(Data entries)

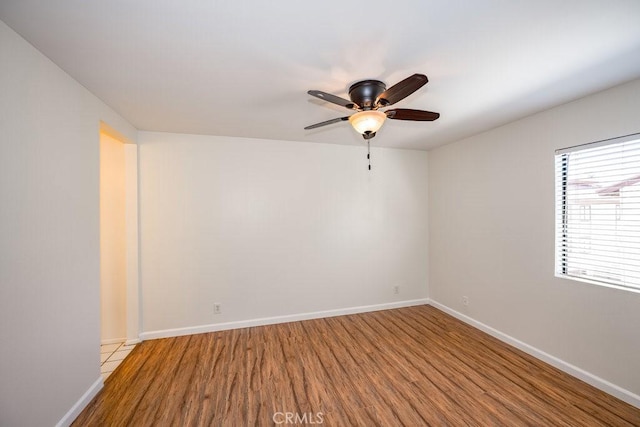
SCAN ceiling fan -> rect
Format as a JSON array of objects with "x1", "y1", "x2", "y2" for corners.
[{"x1": 305, "y1": 74, "x2": 440, "y2": 142}]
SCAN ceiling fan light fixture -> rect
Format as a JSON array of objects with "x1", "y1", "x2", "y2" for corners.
[{"x1": 349, "y1": 110, "x2": 387, "y2": 135}]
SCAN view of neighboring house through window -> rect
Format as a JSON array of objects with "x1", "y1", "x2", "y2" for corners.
[{"x1": 556, "y1": 134, "x2": 640, "y2": 291}]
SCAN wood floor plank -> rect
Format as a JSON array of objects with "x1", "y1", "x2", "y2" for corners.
[{"x1": 73, "y1": 306, "x2": 640, "y2": 426}]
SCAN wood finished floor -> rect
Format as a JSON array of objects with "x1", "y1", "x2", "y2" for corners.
[{"x1": 73, "y1": 305, "x2": 640, "y2": 427}]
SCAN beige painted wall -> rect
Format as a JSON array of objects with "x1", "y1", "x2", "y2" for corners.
[
  {"x1": 0, "y1": 18, "x2": 137, "y2": 426},
  {"x1": 138, "y1": 132, "x2": 428, "y2": 332},
  {"x1": 429, "y1": 80, "x2": 640, "y2": 402},
  {"x1": 100, "y1": 133, "x2": 127, "y2": 342}
]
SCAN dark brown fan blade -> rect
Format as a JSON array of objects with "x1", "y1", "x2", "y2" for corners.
[
  {"x1": 384, "y1": 108, "x2": 440, "y2": 122},
  {"x1": 376, "y1": 74, "x2": 429, "y2": 107},
  {"x1": 307, "y1": 90, "x2": 357, "y2": 109},
  {"x1": 304, "y1": 116, "x2": 349, "y2": 130}
]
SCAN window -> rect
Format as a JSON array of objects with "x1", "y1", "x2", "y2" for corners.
[{"x1": 555, "y1": 134, "x2": 640, "y2": 292}]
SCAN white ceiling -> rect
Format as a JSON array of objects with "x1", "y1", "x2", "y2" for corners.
[{"x1": 0, "y1": 0, "x2": 640, "y2": 149}]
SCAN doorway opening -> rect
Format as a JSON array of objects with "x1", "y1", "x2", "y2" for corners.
[{"x1": 100, "y1": 123, "x2": 140, "y2": 379}]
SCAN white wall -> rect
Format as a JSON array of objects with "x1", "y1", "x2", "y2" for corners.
[
  {"x1": 138, "y1": 132, "x2": 428, "y2": 332},
  {"x1": 100, "y1": 133, "x2": 127, "y2": 343},
  {"x1": 0, "y1": 22, "x2": 136, "y2": 426},
  {"x1": 429, "y1": 80, "x2": 640, "y2": 402}
]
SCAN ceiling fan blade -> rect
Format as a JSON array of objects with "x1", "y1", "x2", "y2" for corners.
[
  {"x1": 307, "y1": 90, "x2": 358, "y2": 109},
  {"x1": 304, "y1": 116, "x2": 349, "y2": 130},
  {"x1": 376, "y1": 74, "x2": 429, "y2": 107},
  {"x1": 384, "y1": 108, "x2": 440, "y2": 122}
]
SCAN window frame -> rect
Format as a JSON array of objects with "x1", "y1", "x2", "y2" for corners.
[{"x1": 554, "y1": 133, "x2": 640, "y2": 293}]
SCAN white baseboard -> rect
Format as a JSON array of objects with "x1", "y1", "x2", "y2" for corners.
[
  {"x1": 56, "y1": 375, "x2": 104, "y2": 427},
  {"x1": 124, "y1": 338, "x2": 142, "y2": 345},
  {"x1": 140, "y1": 298, "x2": 429, "y2": 341},
  {"x1": 100, "y1": 338, "x2": 126, "y2": 345},
  {"x1": 429, "y1": 300, "x2": 640, "y2": 408}
]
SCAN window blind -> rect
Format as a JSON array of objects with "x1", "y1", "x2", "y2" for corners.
[{"x1": 555, "y1": 134, "x2": 640, "y2": 291}]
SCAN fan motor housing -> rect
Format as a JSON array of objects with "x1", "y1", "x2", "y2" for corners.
[{"x1": 349, "y1": 80, "x2": 387, "y2": 110}]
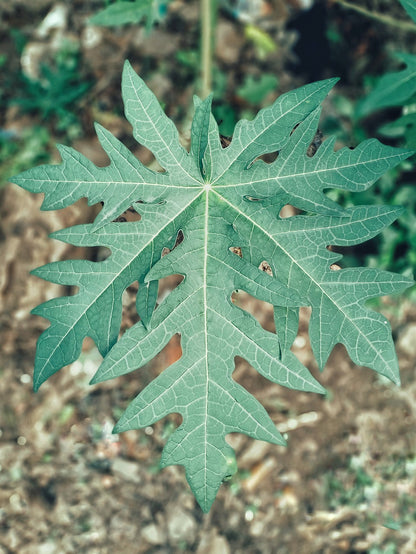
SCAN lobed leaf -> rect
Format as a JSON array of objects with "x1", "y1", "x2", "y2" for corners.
[{"x1": 13, "y1": 59, "x2": 413, "y2": 511}]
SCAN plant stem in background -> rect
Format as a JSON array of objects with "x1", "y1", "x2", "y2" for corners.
[
  {"x1": 334, "y1": 0, "x2": 416, "y2": 33},
  {"x1": 201, "y1": 0, "x2": 217, "y2": 98}
]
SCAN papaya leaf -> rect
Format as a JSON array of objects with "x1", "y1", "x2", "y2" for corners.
[{"x1": 12, "y1": 62, "x2": 413, "y2": 511}]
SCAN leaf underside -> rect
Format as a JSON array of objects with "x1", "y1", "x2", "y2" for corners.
[{"x1": 12, "y1": 62, "x2": 412, "y2": 511}]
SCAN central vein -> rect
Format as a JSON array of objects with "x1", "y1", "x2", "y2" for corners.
[{"x1": 203, "y1": 186, "x2": 211, "y2": 501}]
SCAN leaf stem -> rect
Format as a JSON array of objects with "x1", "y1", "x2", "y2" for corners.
[
  {"x1": 332, "y1": 0, "x2": 416, "y2": 33},
  {"x1": 201, "y1": 0, "x2": 217, "y2": 98}
]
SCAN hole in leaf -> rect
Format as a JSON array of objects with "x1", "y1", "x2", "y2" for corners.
[
  {"x1": 113, "y1": 205, "x2": 143, "y2": 223},
  {"x1": 243, "y1": 194, "x2": 261, "y2": 202},
  {"x1": 157, "y1": 273, "x2": 184, "y2": 305},
  {"x1": 95, "y1": 246, "x2": 111, "y2": 262},
  {"x1": 279, "y1": 204, "x2": 301, "y2": 219},
  {"x1": 259, "y1": 260, "x2": 273, "y2": 277},
  {"x1": 229, "y1": 246, "x2": 243, "y2": 258},
  {"x1": 257, "y1": 151, "x2": 279, "y2": 164},
  {"x1": 232, "y1": 356, "x2": 289, "y2": 416},
  {"x1": 120, "y1": 281, "x2": 140, "y2": 332},
  {"x1": 231, "y1": 290, "x2": 276, "y2": 333}
]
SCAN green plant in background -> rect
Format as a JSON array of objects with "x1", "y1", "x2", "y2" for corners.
[
  {"x1": 0, "y1": 126, "x2": 51, "y2": 186},
  {"x1": 357, "y1": 0, "x2": 416, "y2": 148},
  {"x1": 12, "y1": 63, "x2": 413, "y2": 511},
  {"x1": 90, "y1": 0, "x2": 169, "y2": 31},
  {"x1": 12, "y1": 45, "x2": 90, "y2": 139}
]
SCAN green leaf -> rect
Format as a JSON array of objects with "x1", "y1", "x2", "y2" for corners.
[
  {"x1": 12, "y1": 59, "x2": 413, "y2": 511},
  {"x1": 399, "y1": 0, "x2": 416, "y2": 23},
  {"x1": 89, "y1": 0, "x2": 153, "y2": 27},
  {"x1": 357, "y1": 53, "x2": 416, "y2": 117}
]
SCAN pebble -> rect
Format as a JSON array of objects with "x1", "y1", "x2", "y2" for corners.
[
  {"x1": 112, "y1": 458, "x2": 141, "y2": 483},
  {"x1": 397, "y1": 323, "x2": 416, "y2": 358},
  {"x1": 142, "y1": 523, "x2": 166, "y2": 545},
  {"x1": 168, "y1": 509, "x2": 196, "y2": 544}
]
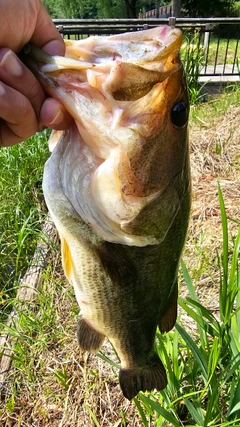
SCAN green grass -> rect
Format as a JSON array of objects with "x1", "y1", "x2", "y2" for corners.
[{"x1": 0, "y1": 132, "x2": 48, "y2": 320}]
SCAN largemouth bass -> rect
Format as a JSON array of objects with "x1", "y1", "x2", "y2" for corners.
[{"x1": 25, "y1": 26, "x2": 191, "y2": 399}]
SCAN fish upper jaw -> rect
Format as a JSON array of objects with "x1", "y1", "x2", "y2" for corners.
[{"x1": 28, "y1": 27, "x2": 188, "y2": 246}]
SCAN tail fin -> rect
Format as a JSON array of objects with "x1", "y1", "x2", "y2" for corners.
[
  {"x1": 77, "y1": 317, "x2": 105, "y2": 353},
  {"x1": 119, "y1": 355, "x2": 167, "y2": 400}
]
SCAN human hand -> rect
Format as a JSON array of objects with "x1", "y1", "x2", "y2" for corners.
[{"x1": 0, "y1": 0, "x2": 72, "y2": 146}]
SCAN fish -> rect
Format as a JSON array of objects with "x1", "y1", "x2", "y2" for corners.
[{"x1": 24, "y1": 26, "x2": 191, "y2": 400}]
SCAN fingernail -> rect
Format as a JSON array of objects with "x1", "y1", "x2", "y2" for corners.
[
  {"x1": 0, "y1": 82, "x2": 5, "y2": 95},
  {"x1": 0, "y1": 50, "x2": 22, "y2": 77},
  {"x1": 50, "y1": 110, "x2": 64, "y2": 125}
]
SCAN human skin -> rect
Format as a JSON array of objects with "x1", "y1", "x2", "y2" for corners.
[{"x1": 0, "y1": 0, "x2": 72, "y2": 146}]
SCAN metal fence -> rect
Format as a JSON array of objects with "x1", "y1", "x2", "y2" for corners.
[{"x1": 54, "y1": 17, "x2": 240, "y2": 80}]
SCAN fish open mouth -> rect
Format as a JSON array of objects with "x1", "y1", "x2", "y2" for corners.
[{"x1": 24, "y1": 26, "x2": 187, "y2": 246}]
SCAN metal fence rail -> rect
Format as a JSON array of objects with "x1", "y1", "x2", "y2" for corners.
[{"x1": 53, "y1": 17, "x2": 240, "y2": 80}]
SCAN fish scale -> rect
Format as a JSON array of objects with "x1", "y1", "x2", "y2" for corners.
[{"x1": 26, "y1": 26, "x2": 191, "y2": 399}]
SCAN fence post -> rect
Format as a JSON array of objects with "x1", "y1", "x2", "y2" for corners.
[
  {"x1": 168, "y1": 16, "x2": 176, "y2": 27},
  {"x1": 203, "y1": 24, "x2": 210, "y2": 50}
]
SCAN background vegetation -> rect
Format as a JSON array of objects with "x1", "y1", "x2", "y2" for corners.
[{"x1": 42, "y1": 0, "x2": 239, "y2": 19}]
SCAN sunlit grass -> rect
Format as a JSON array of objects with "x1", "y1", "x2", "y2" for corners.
[{"x1": 0, "y1": 133, "x2": 48, "y2": 320}]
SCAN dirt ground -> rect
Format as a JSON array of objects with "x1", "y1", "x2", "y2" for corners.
[{"x1": 0, "y1": 102, "x2": 240, "y2": 427}]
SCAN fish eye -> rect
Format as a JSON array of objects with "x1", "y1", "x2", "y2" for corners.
[{"x1": 171, "y1": 101, "x2": 188, "y2": 129}]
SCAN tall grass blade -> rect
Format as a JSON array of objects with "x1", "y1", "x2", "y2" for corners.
[
  {"x1": 139, "y1": 393, "x2": 181, "y2": 427},
  {"x1": 183, "y1": 398, "x2": 204, "y2": 426},
  {"x1": 175, "y1": 323, "x2": 208, "y2": 382}
]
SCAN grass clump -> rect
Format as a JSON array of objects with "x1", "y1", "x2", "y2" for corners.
[{"x1": 0, "y1": 132, "x2": 48, "y2": 322}]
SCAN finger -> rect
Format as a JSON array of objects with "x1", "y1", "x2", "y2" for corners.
[
  {"x1": 0, "y1": 82, "x2": 40, "y2": 147},
  {"x1": 0, "y1": 48, "x2": 46, "y2": 117},
  {"x1": 40, "y1": 98, "x2": 73, "y2": 130}
]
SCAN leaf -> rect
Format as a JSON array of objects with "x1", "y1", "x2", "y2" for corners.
[
  {"x1": 183, "y1": 398, "x2": 204, "y2": 426},
  {"x1": 175, "y1": 323, "x2": 208, "y2": 381},
  {"x1": 139, "y1": 393, "x2": 181, "y2": 427}
]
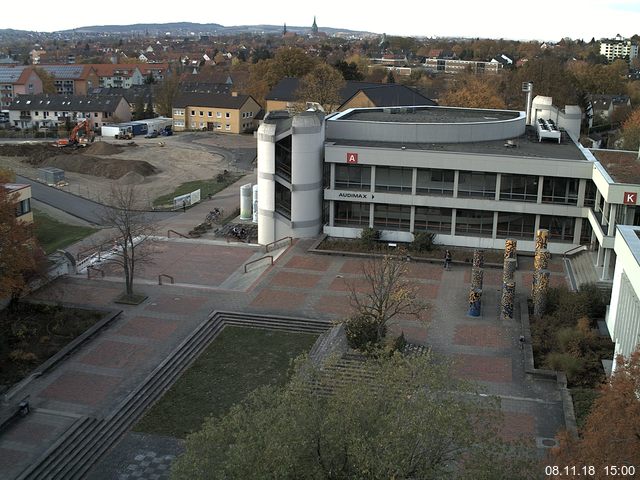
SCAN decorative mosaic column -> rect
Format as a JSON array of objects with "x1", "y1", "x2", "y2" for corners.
[
  {"x1": 504, "y1": 238, "x2": 518, "y2": 260},
  {"x1": 500, "y1": 282, "x2": 516, "y2": 320},
  {"x1": 473, "y1": 248, "x2": 484, "y2": 268},
  {"x1": 536, "y1": 228, "x2": 549, "y2": 252},
  {"x1": 469, "y1": 288, "x2": 482, "y2": 317},
  {"x1": 533, "y1": 270, "x2": 551, "y2": 318},
  {"x1": 471, "y1": 267, "x2": 484, "y2": 291}
]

• Request:
Can you put the lines of the material above, from the line containing "SCAN decorative mosaic column -> rect" down to the end of the material, into a JSON list of strings with one string per line, including both the first and last lines and leaving out any blank lines?

• Result for this exercise:
[
  "SCAN decorative mosaic column -> rect",
  "Format as a JSON array of objects with \"x1\", \"y1\", \"x2\", \"y2\" for corners.",
  "[",
  "  {\"x1\": 504, \"y1\": 238, \"x2\": 518, \"y2\": 260},",
  "  {\"x1\": 500, \"y1\": 282, \"x2\": 516, \"y2\": 320},",
  "  {\"x1\": 473, \"y1\": 248, \"x2\": 484, \"y2\": 268},",
  "  {\"x1\": 536, \"y1\": 228, \"x2\": 549, \"y2\": 252},",
  "  {\"x1\": 469, \"y1\": 288, \"x2\": 482, \"y2\": 317},",
  "  {\"x1\": 533, \"y1\": 270, \"x2\": 551, \"y2\": 318},",
  "  {\"x1\": 471, \"y1\": 267, \"x2\": 484, \"y2\": 291}",
  "]"
]